> [Fragmento seleccionado]:
━━━━━━━━━━━━━━━━
Pero frente a la depredación y la barbarie (¡qué decir del genocida Imperio belga en el Congo!), resulta penosos que a duras penas se reconozca que el Imperio español levantaba además Misiones conformadas por una iglesia, una escuela o un hospital. Si se recorre el sur de Estados Unidos, por ejemplo, los vestigios son apabullantes, pero si se asciende a los estados del norte, donde las conquistas británicas y francesas se emplearon a placer, hallarán ustedes recónditas reservas de indios, invadidas desde hace décadas por las drogas y la desesperación, donde residen los pocos nativos que sobrevivieron a los conquistadores. Bajen al sur del continente y encontraran mestizaje, o estudio y preservación de las lenguas nativas por parte de los misioneros, o camas hospitalarias por habitantes en la Lima del siglo XVIII en número superior al de las ciudades castellanas.

Ahora bien, si se quiere enjuiciar el papel católico en la conquista de América no basta con acudir a los desmanes, sino a la “política” de la Iglesia católica en aquel momento. El Papa Alejandro VI, mediante la bula “Inter caetera”, de 4 de mayo de 1493, comunicaba a los Reyes católicos que “con la autoridad del Dios omnipotente que nos ha sido dada a través de Pedro, y con la vicaría de Jesucristo, con plena potestad apostólica, pleno conocimiento y liberalidad, os concedemos y asignamos a perpetuidad todas esas tierras, con sus dominios, ciudades, castillos, lugares y villas, jurisdicciones y todas las pertenencias, y os hacemos, constituimos y consideramos señores de ellas, con plena y omnímoda potestad”.

¿Qué hace un Papa repartiendo dominios terrenales? Pues lo propio de aquel tiempo. Primero porque la geopolítica romana arbitraba entre naciones (España contra Portugal, en ese caso, de modo que se evitaron unas cuantas guerras, las cuales, no obstante, acabarían llegando). Y segundo, porque años después, incluso a juicio de De las Casas aquel otorgamiento papal justificaba la Evangelización y la presencia de los españoles en América, aun cuando el dominico censuraba severamente los hechos de la Conquista.
━━━━━━━━━━━━━━━━
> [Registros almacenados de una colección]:
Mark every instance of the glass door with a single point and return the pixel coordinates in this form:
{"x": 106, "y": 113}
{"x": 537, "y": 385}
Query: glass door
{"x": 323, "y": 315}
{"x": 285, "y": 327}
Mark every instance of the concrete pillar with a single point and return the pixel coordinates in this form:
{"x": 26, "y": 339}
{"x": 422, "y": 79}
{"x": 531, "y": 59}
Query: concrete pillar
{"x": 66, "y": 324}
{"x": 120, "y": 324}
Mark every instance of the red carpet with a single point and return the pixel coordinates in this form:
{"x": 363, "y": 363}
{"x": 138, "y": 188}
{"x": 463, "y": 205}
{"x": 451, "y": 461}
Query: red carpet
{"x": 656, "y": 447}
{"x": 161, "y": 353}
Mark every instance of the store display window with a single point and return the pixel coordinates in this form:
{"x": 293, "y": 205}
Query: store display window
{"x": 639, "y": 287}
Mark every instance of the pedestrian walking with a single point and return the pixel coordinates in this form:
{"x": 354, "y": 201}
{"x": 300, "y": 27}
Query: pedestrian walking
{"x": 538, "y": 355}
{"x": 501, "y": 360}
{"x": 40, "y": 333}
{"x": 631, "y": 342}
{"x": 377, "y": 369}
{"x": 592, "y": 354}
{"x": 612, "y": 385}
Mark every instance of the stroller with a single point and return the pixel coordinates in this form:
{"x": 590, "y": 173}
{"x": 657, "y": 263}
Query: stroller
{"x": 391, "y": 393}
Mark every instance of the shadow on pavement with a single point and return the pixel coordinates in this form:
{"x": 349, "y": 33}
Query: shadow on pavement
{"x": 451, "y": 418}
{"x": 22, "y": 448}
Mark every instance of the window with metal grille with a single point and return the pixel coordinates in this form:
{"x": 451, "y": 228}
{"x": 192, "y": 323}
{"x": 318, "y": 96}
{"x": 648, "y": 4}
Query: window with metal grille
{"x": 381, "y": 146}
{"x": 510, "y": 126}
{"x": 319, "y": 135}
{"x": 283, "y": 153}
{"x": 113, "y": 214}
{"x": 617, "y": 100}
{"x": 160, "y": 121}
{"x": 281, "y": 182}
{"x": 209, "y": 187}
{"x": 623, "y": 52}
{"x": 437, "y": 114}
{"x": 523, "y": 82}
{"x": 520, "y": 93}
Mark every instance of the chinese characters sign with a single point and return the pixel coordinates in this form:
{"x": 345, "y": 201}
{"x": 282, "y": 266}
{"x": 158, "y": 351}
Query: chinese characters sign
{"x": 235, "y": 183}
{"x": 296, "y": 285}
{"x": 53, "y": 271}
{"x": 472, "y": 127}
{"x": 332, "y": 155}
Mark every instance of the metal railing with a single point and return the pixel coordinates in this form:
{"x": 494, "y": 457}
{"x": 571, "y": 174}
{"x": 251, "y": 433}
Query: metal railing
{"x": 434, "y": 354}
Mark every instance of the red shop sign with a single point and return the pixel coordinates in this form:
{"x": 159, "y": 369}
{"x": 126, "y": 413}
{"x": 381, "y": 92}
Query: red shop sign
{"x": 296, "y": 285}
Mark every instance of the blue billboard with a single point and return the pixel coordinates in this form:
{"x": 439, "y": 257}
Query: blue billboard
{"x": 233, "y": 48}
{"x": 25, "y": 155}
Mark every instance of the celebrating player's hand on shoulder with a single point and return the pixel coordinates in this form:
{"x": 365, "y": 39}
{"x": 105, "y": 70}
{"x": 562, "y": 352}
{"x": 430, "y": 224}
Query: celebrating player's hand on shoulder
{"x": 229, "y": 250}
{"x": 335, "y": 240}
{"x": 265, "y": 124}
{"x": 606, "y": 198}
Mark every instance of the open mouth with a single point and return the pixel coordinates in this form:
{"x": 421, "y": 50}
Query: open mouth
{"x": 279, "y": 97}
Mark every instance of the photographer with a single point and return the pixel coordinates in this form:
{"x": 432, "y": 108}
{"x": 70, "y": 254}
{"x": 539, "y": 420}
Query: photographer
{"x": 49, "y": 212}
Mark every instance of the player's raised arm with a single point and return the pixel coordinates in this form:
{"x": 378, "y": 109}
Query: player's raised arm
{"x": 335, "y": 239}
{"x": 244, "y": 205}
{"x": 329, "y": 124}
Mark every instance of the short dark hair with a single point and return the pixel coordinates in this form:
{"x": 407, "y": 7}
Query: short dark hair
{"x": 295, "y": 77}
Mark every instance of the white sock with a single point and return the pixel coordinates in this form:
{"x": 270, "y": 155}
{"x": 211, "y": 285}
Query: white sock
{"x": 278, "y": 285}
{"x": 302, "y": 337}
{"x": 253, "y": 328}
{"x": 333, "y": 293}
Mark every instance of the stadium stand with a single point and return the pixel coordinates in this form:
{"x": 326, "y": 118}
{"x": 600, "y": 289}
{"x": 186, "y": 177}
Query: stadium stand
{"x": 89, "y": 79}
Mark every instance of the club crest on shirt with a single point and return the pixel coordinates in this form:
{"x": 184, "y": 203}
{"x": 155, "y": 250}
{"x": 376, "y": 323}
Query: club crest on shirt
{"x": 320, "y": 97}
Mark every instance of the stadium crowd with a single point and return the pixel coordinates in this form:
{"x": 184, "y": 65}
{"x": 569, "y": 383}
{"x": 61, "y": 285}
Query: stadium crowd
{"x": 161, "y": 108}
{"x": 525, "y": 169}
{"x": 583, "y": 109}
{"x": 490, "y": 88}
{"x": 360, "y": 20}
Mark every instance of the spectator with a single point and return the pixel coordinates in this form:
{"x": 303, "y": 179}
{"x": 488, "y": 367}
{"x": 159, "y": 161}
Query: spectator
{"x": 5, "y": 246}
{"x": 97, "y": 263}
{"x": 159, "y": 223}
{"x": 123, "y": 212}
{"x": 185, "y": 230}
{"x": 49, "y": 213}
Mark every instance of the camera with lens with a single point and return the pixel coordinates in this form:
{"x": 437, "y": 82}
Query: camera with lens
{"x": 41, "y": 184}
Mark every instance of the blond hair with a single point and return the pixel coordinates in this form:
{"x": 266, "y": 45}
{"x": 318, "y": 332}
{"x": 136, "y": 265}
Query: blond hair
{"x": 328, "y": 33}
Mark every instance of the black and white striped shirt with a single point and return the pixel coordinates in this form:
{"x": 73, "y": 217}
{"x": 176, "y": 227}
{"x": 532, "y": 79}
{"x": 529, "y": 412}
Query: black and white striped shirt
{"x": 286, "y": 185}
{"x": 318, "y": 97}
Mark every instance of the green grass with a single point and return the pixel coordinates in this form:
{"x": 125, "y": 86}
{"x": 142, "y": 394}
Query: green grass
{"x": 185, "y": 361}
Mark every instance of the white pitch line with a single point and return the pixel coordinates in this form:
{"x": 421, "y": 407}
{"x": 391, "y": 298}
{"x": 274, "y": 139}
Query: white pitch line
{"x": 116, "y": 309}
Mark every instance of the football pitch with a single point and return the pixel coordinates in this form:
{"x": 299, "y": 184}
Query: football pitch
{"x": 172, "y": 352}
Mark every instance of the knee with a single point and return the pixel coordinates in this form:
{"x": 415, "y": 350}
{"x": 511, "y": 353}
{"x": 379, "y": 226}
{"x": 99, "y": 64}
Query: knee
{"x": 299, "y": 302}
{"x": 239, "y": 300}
━━━━━━━━━━━━━━━━
> [Ejercicios propuestos]:
[A] Extrae del fragmento sobre la conquista de América el pasaje que comienza en las palabras "Pero frente a" y termina después de "las ciudades castellanas.".
[B] Según el fragmento sobre la conquista de América, ¿en qué fecha se dio la bula "Inter caetera" del papa Alejandro VI?

> [Soluciones]:
[A]
Pero frente a la depredación y la barbarie (¡qué decir del genocida Imperio belga en el Congo!), resulta penosos que a duras penas se reconozca que el Imperio español levantaba además Misiones conformadas por una iglesia, una escuela o un hospital. Si se recorre el sur de Estados Unidos, por ejemplo, los vestigios son apabullantes, pero si se asciende a los estados del norte, donde las conquistas británicas y francesas se emplearon a placer, hallarán ustedes recónditas reservas de indios, invadidas desde hace décadas por las drogas y la desesperación, donde residen los pocos nativos que sobrevivieron a los conquistadores. Bajen al sur del continente y encontraran mestizaje, o estudio y preservación de las lenguas nativas por parte de los misioneros, o camas hospitalarias por habitantes en la Lima del siglo XVIII en número superior al de las ciudades castellanas.

[B] El 4 de mayo de 1493.